> CHALLENGE
Turn the part of the records that opens with the line containing "Please examine it carefully. Your task is to find car hood" and closes with the line containing "[179,456,251,530]", both included, into a Markdown table with the columns Row and Line. Give each line its own numbered row and leave out blank lines.

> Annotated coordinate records
* * * * *

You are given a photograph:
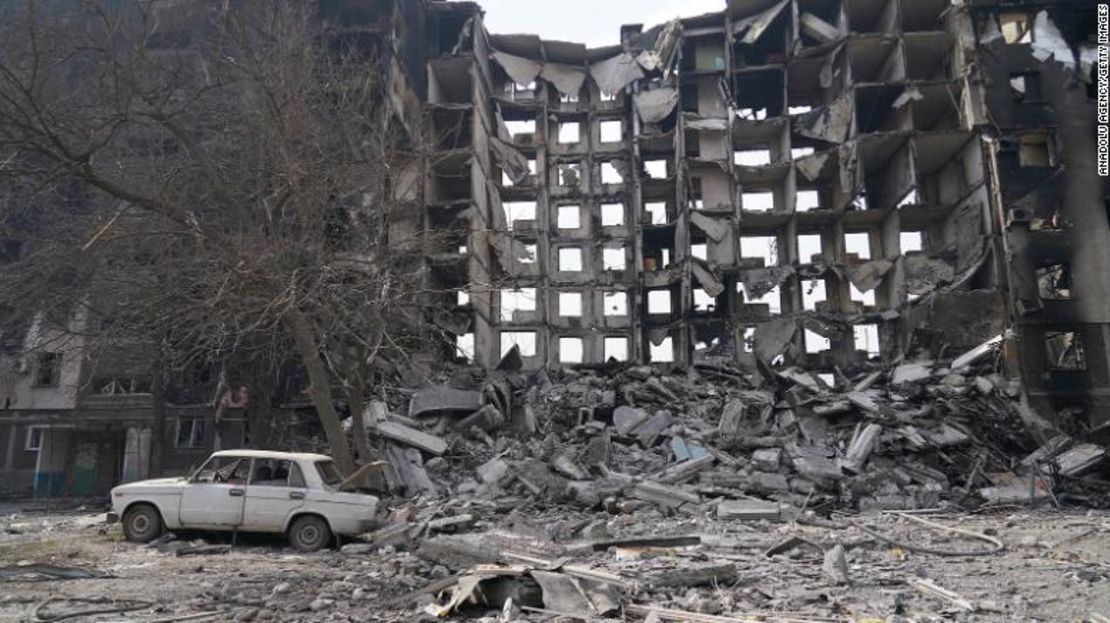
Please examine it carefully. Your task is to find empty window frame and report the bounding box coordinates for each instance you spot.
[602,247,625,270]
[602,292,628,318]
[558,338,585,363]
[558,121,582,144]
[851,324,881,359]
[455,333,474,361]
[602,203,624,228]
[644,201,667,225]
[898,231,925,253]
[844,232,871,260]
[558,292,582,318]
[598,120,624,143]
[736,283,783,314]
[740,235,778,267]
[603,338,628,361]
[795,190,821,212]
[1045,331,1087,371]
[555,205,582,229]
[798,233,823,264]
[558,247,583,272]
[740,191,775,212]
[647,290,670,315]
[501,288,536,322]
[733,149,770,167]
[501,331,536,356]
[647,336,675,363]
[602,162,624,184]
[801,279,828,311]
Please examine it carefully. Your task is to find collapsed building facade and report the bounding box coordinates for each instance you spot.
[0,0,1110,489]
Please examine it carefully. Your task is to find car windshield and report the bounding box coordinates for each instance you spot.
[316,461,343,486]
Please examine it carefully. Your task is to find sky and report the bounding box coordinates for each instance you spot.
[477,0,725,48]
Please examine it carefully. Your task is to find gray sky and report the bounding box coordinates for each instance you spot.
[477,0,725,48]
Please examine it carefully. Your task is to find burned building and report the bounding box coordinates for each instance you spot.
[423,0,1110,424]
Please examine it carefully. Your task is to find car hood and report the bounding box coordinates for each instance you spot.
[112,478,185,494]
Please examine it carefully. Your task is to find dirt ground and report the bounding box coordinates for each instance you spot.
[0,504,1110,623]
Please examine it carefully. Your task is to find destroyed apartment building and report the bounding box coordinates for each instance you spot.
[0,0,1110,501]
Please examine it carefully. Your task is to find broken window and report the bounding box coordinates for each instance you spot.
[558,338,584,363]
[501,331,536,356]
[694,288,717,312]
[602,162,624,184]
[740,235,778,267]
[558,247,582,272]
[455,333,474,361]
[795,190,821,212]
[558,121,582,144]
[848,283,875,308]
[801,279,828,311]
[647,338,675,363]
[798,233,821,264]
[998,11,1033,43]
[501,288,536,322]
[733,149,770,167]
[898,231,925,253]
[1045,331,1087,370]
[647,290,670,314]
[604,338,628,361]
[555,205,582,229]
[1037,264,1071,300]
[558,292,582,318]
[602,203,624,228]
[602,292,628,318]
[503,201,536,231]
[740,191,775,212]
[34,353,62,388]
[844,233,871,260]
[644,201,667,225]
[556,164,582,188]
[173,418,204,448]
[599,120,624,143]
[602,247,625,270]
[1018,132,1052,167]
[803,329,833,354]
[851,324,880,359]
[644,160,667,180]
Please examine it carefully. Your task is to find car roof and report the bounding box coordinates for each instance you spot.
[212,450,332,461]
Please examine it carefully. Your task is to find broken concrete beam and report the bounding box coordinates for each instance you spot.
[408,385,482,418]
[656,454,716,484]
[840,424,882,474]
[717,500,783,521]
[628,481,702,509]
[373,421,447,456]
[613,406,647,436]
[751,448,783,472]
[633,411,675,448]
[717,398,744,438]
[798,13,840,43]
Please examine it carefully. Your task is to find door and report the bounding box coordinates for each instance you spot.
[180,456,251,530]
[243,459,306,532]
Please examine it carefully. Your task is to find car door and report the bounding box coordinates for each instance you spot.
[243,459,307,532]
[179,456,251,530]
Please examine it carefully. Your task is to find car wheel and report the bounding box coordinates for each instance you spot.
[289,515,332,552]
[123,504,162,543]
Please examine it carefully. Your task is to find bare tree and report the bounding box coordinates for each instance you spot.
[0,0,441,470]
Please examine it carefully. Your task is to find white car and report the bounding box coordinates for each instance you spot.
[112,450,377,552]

* * * * *

> OUTPUT FOR THIS EXERCISE
| Row | Line |
|---|---|
| 1 | Please examine it carefully. Your task is to find car hood and report the bounding box coordinates for each instance you spot. |
| 2 | [112,478,185,494] |
| 3 | Please examine it carefully. Your task is to find dirt ground and report the bounding box coordinates for each instance you spot. |
| 4 | [0,504,1110,623] |
| 5 | Please examine it carefully. Your task is to find destroyed apartment building and report the bounding box coordinates for each instance you spot. |
| 6 | [0,0,1110,501] |
| 7 | Please examine it carefully. Your task is to find broken window and report the bounding box coordinates for each instance you spot. |
| 8 | [558,338,584,363] |
| 9 | [501,331,536,356] |
| 10 | [694,288,717,312] |
| 11 | [602,162,624,184] |
| 12 | [740,235,778,267] |
| 13 | [558,247,582,272] |
| 14 | [455,333,474,361] |
| 15 | [795,190,821,212] |
| 16 | [558,121,582,144] |
| 17 | [848,283,875,308] |
| 18 | [801,279,828,311] |
| 19 | [647,338,675,363] |
| 20 | [798,233,821,264] |
| 21 | [998,11,1033,43] |
| 22 | [501,288,536,322] |
| 23 | [733,149,770,167] |
| 24 | [898,231,925,253] |
| 25 | [1045,331,1087,370] |
| 26 | [647,290,670,314] |
| 27 | [604,338,628,361] |
| 28 | [555,205,582,229] |
| 29 | [1037,264,1071,300] |
| 30 | [558,292,582,318] |
| 31 | [602,203,624,228] |
| 32 | [602,292,628,318] |
| 33 | [503,201,536,231] |
| 34 | [740,191,775,212] |
| 35 | [34,353,62,388] |
| 36 | [844,233,871,260] |
| 37 | [644,201,667,225] |
| 38 | [556,164,582,188] |
| 39 | [173,418,204,448] |
| 40 | [599,120,624,143] |
| 41 | [602,247,625,270] |
| 42 | [1018,132,1052,167] |
| 43 | [803,329,833,354] |
| 44 | [851,324,880,359] |
| 45 | [644,160,667,180] |
| 46 | Please examine it carefully. Your task is to find car roof and report the bounding box coordinates for each instance you spot. |
| 47 | [212,450,332,461] |
| 48 | Please examine it carefully. Your task is to find broken concrete beam and report the bounding box coordinates for each instance you spot. |
| 49 | [408,385,482,418] |
| 50 | [656,454,716,484] |
| 51 | [840,424,882,474] |
| 52 | [717,500,783,521] |
| 53 | [628,481,702,509] |
| 54 | [373,421,447,456] |
| 55 | [613,406,647,436] |
| 56 | [751,448,783,472] |
| 57 | [633,411,675,448] |
| 58 | [717,398,744,438] |
| 59 | [798,13,840,43] |
| 60 | Please examine it carefully. Your task is to find door and report the bounding box coordinates for each instance you spot. |
| 61 | [180,456,251,530] |
| 62 | [243,459,306,532] |
| 63 | Please examine it carefully. Your task is to find car door and report the bounding box coordinates for each instance you spot. |
| 64 | [243,459,307,532] |
| 65 | [179,456,251,530] |